- [TASK TO COMPLETE]
Below are records to be output exactly, every one of them.

Records from a dataset:
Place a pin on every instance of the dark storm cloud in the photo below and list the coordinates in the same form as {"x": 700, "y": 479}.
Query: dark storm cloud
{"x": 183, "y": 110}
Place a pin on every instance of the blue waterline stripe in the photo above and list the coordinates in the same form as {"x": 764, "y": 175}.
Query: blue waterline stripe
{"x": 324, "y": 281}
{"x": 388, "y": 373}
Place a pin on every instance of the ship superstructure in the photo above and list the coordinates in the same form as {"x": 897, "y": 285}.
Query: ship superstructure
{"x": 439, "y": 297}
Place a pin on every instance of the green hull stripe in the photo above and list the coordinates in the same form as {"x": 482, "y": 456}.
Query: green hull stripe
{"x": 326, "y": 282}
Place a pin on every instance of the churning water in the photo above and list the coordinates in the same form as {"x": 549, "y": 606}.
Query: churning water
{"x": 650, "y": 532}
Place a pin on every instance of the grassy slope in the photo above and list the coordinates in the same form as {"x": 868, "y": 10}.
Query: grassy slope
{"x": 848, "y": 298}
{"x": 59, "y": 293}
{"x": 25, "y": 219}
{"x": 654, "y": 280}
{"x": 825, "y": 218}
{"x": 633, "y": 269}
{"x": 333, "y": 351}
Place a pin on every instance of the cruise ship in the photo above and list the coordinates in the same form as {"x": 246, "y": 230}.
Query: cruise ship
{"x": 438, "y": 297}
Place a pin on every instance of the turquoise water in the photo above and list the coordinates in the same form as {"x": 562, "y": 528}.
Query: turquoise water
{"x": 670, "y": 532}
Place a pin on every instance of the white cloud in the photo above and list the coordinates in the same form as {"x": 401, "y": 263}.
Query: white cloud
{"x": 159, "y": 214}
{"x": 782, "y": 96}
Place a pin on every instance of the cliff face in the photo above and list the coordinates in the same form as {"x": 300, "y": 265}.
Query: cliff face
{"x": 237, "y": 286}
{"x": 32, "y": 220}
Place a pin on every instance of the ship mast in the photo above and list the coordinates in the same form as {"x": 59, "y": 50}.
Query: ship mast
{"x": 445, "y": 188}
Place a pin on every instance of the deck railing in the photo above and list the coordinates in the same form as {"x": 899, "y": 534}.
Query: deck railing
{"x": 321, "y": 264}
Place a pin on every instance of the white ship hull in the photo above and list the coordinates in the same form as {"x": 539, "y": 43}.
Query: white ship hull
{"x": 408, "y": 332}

- [WRITTEN SOLUTION]
Place a pin on every instance of the dark storm cloud in the photo below and list the coordinates in the same form as {"x": 700, "y": 479}.
Query: dark storm cloud
{"x": 183, "y": 110}
Place a pin on every instance of the blue waterline stripe in the photo above and list the coordinates in the same form as {"x": 764, "y": 175}.
Query: blue waterline stripe
{"x": 324, "y": 281}
{"x": 388, "y": 373}
Place a pin on every instance of the ship superstructure in the photo above and list the coordinates in the same form as {"x": 897, "y": 285}.
Query: ship superstructure
{"x": 439, "y": 297}
Place a pin on every instance of the green hull stripe in the photo above and list the coordinates in the same form as {"x": 482, "y": 456}.
Query: green hull stripe
{"x": 326, "y": 282}
Place a pin on every instance of the churning water in the photo above and list the coordinates in the same form as {"x": 549, "y": 606}.
Query: churning water
{"x": 650, "y": 532}
Place a pin on every instance of the grassy slope in the photo above and list the coordinates in the same form as {"x": 868, "y": 10}.
Query: grassy slope
{"x": 848, "y": 298}
{"x": 59, "y": 293}
{"x": 25, "y": 219}
{"x": 654, "y": 280}
{"x": 825, "y": 218}
{"x": 633, "y": 269}
{"x": 333, "y": 351}
Place a pin on every instance of the cruise ship in the photo above and list the coordinates in the same form as {"x": 246, "y": 230}.
Query: cruise ship
{"x": 438, "y": 297}
Place a pin on every instance of the turquoise water in the photo above and list the coordinates in the same form as {"x": 562, "y": 528}.
Query: turquoise water
{"x": 670, "y": 532}
Place a pin on every instance of the white cloud in the photo above and list the coordinates in the same form as {"x": 401, "y": 263}.
Query: white cloud
{"x": 159, "y": 214}
{"x": 782, "y": 96}
Place a pin on every instance of the cliff face in the photo above and list the coordinates in the same form as {"x": 300, "y": 265}.
Query: cliff face
{"x": 237, "y": 286}
{"x": 32, "y": 220}
Place a pin on every instance of the ship mast in the photo above and list the coordinates in the same form as {"x": 59, "y": 50}.
Query: ship mast
{"x": 445, "y": 188}
Place a pin on every instance of the deck railing in the photo above and list the coordinates in the same form as {"x": 899, "y": 534}.
Query: deck railing
{"x": 321, "y": 264}
Place a pin on every instance of the white ship hull in the photo above and list the coordinates in the same form as {"x": 539, "y": 43}.
Query: white ship hull
{"x": 408, "y": 332}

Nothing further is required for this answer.